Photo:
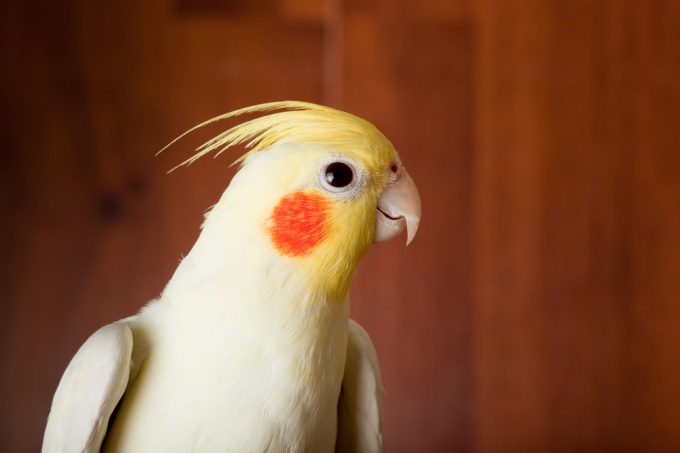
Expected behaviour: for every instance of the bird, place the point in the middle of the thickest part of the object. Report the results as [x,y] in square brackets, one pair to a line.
[250,346]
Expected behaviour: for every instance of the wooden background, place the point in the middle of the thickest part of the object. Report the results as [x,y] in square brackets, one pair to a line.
[538,309]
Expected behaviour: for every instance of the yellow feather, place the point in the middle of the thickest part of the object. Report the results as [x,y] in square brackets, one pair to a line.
[300,122]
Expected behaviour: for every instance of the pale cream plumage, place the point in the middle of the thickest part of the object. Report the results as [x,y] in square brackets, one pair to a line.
[249,349]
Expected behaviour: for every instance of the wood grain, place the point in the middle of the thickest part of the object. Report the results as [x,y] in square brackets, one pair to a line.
[538,309]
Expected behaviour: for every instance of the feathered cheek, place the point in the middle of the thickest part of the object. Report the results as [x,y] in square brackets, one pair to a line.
[299,223]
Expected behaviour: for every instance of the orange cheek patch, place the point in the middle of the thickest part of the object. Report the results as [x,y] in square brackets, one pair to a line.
[299,223]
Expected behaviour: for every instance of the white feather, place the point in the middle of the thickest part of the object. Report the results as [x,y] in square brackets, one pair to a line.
[360,415]
[89,391]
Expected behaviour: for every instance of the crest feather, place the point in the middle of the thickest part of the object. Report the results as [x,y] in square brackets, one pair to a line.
[300,122]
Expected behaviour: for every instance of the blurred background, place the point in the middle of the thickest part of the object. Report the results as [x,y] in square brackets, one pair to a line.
[538,309]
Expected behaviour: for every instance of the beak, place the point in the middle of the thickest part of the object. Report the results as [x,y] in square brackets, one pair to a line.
[398,208]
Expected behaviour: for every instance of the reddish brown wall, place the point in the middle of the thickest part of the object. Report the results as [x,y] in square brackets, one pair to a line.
[539,307]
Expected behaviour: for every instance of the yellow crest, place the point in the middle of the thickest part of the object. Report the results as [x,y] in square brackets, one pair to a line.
[300,122]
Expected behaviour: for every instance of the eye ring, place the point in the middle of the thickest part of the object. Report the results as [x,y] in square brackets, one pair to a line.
[340,175]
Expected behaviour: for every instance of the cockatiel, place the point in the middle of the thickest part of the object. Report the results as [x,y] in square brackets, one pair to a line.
[250,346]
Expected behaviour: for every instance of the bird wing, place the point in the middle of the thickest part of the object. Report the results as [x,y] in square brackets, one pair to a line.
[89,391]
[360,415]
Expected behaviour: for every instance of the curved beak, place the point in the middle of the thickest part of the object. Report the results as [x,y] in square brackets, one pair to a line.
[398,208]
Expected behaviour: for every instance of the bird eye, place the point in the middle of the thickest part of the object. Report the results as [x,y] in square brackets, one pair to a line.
[339,174]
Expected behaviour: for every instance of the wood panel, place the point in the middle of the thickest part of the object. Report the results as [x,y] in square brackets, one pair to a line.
[538,309]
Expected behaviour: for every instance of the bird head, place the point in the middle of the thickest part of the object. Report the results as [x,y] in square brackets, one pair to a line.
[318,187]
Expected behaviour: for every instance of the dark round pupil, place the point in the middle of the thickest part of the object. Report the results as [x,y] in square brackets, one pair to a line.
[339,174]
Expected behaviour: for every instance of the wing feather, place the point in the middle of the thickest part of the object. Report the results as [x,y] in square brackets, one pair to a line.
[89,391]
[360,414]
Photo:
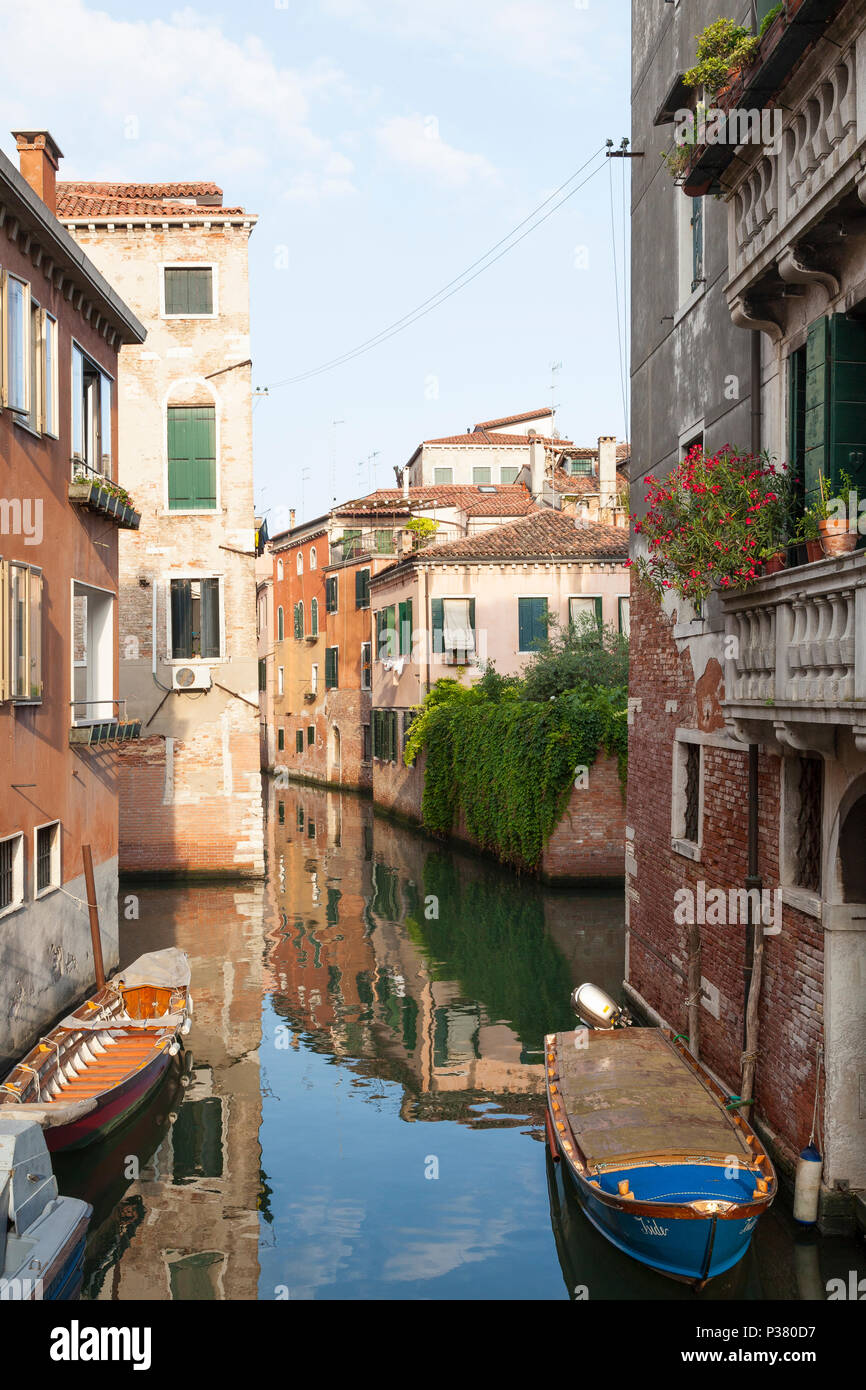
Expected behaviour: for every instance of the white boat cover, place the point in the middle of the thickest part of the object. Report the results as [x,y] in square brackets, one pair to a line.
[164,969]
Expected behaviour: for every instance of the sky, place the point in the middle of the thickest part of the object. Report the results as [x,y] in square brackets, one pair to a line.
[385,146]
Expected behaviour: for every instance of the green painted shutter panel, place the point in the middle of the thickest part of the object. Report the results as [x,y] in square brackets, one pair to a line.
[437,613]
[192,458]
[181,619]
[818,384]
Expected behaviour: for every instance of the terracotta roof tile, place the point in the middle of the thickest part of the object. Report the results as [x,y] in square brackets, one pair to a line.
[544,535]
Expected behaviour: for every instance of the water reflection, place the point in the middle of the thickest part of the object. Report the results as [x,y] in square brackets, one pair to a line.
[360,1109]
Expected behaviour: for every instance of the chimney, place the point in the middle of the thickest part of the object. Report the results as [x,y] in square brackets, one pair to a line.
[537,464]
[38,159]
[606,470]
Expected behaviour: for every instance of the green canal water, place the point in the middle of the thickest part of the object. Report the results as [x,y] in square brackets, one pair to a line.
[359,1111]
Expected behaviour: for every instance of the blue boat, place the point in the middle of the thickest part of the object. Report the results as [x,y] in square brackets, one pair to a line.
[662,1168]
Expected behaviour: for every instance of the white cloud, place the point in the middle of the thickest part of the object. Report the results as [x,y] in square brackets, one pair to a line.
[199,104]
[414,141]
[558,36]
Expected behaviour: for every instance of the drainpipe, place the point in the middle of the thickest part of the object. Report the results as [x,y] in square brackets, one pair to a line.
[754,933]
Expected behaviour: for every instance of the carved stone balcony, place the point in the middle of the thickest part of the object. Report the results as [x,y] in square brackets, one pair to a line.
[795,656]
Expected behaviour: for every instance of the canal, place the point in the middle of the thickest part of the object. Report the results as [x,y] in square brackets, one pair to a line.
[359,1112]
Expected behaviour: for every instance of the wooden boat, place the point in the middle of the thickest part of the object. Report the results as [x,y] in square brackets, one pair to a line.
[662,1168]
[42,1235]
[96,1066]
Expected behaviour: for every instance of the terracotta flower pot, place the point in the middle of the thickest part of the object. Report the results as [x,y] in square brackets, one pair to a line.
[836,535]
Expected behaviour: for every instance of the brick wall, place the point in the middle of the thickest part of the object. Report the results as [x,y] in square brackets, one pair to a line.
[791,1002]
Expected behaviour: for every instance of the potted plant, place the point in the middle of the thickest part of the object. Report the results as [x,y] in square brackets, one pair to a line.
[713,523]
[834,526]
[723,49]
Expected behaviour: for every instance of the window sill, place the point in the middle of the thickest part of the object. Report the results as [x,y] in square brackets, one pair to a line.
[804,901]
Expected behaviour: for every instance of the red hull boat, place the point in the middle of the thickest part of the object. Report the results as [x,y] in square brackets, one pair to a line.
[102,1062]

◆ What you have to do
Convert every line of the rows above into a Markdown table with the columns Number and Text, numbering the lines in order and skipping blank lines. Leave the pictures out.

◆ Response to this task
| Number | Text |
|---|---|
| 1 | Photo: |
| 2 | Expected behaviour: for every instance of the bird, place the point in the middle of the thickest part of the object. Report the results as [x,y] in square brackets, one pair to a line. |
| 3 | [250,346] |
| 4 | Expected behaviour: for every instance of the wooden background, place the point in the middle of the thickest part of the object. Report the results as [x,y] in square brackets, one pair to a line. |
| 5 | [538,309] |
| 6 | Expected behaviour: for every instance of the yellow feather, place the point in the middle of the thickest part of the object. Report the results as [x,y] in square brackets, one pair to a line. |
| 7 | [300,122] |
| 8 | Expected behaviour: for every instance of the pale cream plumage, place the point in the middle of the thickest part of the object. Report the results as [x,y] in square brackets, one pair to a line. |
| 9 | [249,349] |
| 10 | Expected behaviour: for every instance of the wood grain, place the point in the middle of the thickest part of the object. Report the results as [x,y] in square brackets, one pair to a line. |
| 11 | [538,309] |
| 12 | Expected behaviour: for every instance of the feathered cheek, place the point in the middle of the thickest part of the object. Report the results as [x,y] in square brackets, one pair to a line. |
| 13 | [299,223] |
| 14 | Expected behaviour: for every instance of the orange cheek patch, place the point in the middle of the thickest part of the object. Report the results as [x,y] in square brackets, one pair to a line. |
| 15 | [299,223] |
| 16 | Expected behaviour: for every instance of the white feather, place the point in the middle of the thickest part of the object. Report the results as [x,y] in square brackets, one pair to a line. |
| 17 | [360,415] |
| 18 | [89,391] |
| 19 | Expected behaviour: for every instance of the crest feather, place the point in the middle of the thickest part of the object. Report the results as [x,y] in square brackets, one pair to a line. |
| 20 | [300,122] |
| 21 | Expected behaviour: for every instance of the blurred background, place the point in the middle of the thickest part of the object. Report the results as [x,y] in square brackets, one pair to a line. |
| 22 | [538,309] |
| 23 | Expected behaviour: for every instance of the beak, place the point in the middle of the thickest part of the object. Report the results as [x,y] in square brackets, one pair to a line. |
| 24 | [398,208] |
| 25 | Expected behaviour: for every instance of the reddish brown wall, place the point in the middle of the thickest part of the object. Report the results as [x,y] in square brackets, one pair to a line. |
| 26 | [539,307] |
| 27 | Expected behaviour: for every instance of the yellow crest, place the point in the middle of the thickest part of the object. Report the results as [x,y] in square brackets, one pair to a line. |
| 28 | [300,122] |
| 29 | Expected behaviour: for every instance of the eye ring, place the point in the middle of the thickest part of the object. Report the results as [x,y] in square brackets, one pair to a line. |
| 30 | [340,175] |
| 31 | Expected behaviour: for every instance of the cockatiel, place the point in the middle of the thickest part of the object. Report the results as [x,y] in square brackets, one pair to a line. |
| 32 | [250,346] |
| 33 | Expected behaviour: for every instance of the bird wing, place the point in the middle of the thickest part of the object. Report the results as [x,y] in square brackets, one pair to a line. |
| 34 | [89,391] |
| 35 | [360,415] |
| 36 | Expected behaviour: for every instance of the curved beak, place the point in the middle of the thickest part of the object. Report the results as [x,y] in square brackets, one pair to a line. |
| 37 | [398,208] |
| 38 | Expected behaviour: for every instance of the bird eye, place the point in the middle of the thickest part of the object. Report the results as [x,y] in square brackets, one pair to a line. |
| 39 | [339,174] |
| 40 | Expected behaviour: for every instance of the wood panel, place the point in the middle of the thickest part of the object. Report the results as [x,y] in square brackets, one pair to a line. |
| 41 | [538,309] |
| 42 | Expected behaviour: for every instance of the bird head, place the point in the middle of the thickest part of the object. Report the results as [x,y] in square brackets, one pair to a line. |
| 43 | [318,187] |
| 44 | Expected behaviour: for every instance of the dark round pupil, place the point in the middle of the thickest part of the object. Report the results as [x,y] in square brackets, one pair to a line. |
| 45 | [339,174] |
| 46 | Expected behaviour: for every instance of the wing feather, place the point in the middle of the thickest part of the object. Report the results as [x,y] in square brackets, one pair to a line. |
| 47 | [89,391] |
| 48 | [360,414] |
| 49 | Photo: |
| 50 | Expected behaviour: for every instance of the white boat cover, place the point in the middle of the thickest part of the object. Report the results as [x,y] in square brackets, one pair to a line. |
| 51 | [164,969] |
| 52 | Expected behaviour: for every instance of the sky, place the point in the middle of the thickest part of the object. Report the results as [x,y] in square brackets, one pair to a line. |
| 53 | [385,146] |
| 54 | Expected behaviour: for every instance of the green painted shutter panel, place the point in the middle of the thickest part of the object. Report the results as [x,y] in square brackets, one pair to a line. |
| 55 | [437,613] |
| 56 | [192,458] |
| 57 | [181,619] |
| 58 | [818,384] |
| 59 | Expected behaviour: for every instance of the terracotta roof tile, place the point in the middle of the thickest part of the object. Report the results as [x,y] in square brackets, one pair to a line. |
| 60 | [544,535] |
| 61 | Expected behaviour: for every instance of the water reflection, place the point in the middle of the thickest part of the object. Report the results as [x,y] in square brackets, one pair to a line. |
| 62 | [360,1109] |
| 63 | Expected behaviour: for every instance of the chimney, place the point in the middle of the thickest part of the object. Report the results as [x,y] in square brackets, one pair to a line. |
| 64 | [537,464] |
| 65 | [38,159] |
| 66 | [606,470] |
| 67 | Expected behaviour: for every instance of the green canal water, place the point in the middle of the thickest part of the object. Report the results as [x,y] in square brackets, one pair to a line. |
| 68 | [359,1111] |
| 69 | Expected behaviour: for every instance of the blue boat, place the point in the middle of the thickest part of the object. Report the results as [x,y] in square brackets, one pair to a line. |
| 70 | [662,1168] |
| 71 | Expected behaviour: for every instance of the white cloud, place the point in the middle of the thickest part of the object. Report the results as [x,y] in square brackets, one pair to a line. |
| 72 | [199,104] |
| 73 | [414,141] |
| 74 | [558,36] |
| 75 | Expected behaviour: for every instance of the drainpipe, place the point in the middle of the thickest part of the object. Report the results as [x,y] in square brackets, one pair to a line. |
| 76 | [754,933] |
| 77 | Expected behaviour: for every instance of the carved stone balcony, place the point in the middle of the thickest part of the object. Report the results as [x,y] in square brackets, one pair to a line. |
| 78 | [795,656] |
| 79 | Expected behaviour: for every instance of the canal, place the point in the middle of the thickest part of the object. Report the results as [x,y] in square brackets, one pair to a line. |
| 80 | [359,1112] |
| 81 | Expected behaviour: for every instance of the wooden boat, place the point in the middle of the thickest part of the object. Report the results as [x,y] in square brackets, one pair to a line. |
| 82 | [662,1168] |
| 83 | [42,1235] |
| 84 | [96,1066] |
| 85 | Expected behaviour: for every instance of the terracotta flower pot, place the point in the middle of the thickest part of the object. Report the results as [x,y] in square brackets, one pair to a line. |
| 86 | [836,535] |
| 87 | Expected behaviour: for every instance of the brick wall, place the point in the middle of the thickest part of the object. Report the results as [x,y] in square brackets, one pair to a line. |
| 88 | [791,1002] |
| 89 | Expected behaviour: for every instance of the potted plant, place the point in the middle of the thickest part of the object. Report the results as [x,y] in square brackets, one pair to a line. |
| 90 | [713,523] |
| 91 | [834,526] |
| 92 | [723,49] |
| 93 | Expected behaviour: for every instance of the window sill, place the point in the middle of the thickest part of the object. Report the results as [x,y] in square brackets, one pair to a line. |
| 94 | [804,901] |
| 95 | Expected behaviour: for every instance of the red hull boat, place the point in the middle of the thickest part of the object. Report the results as [x,y] in square brackets, one pair to a line. |
| 96 | [102,1062] |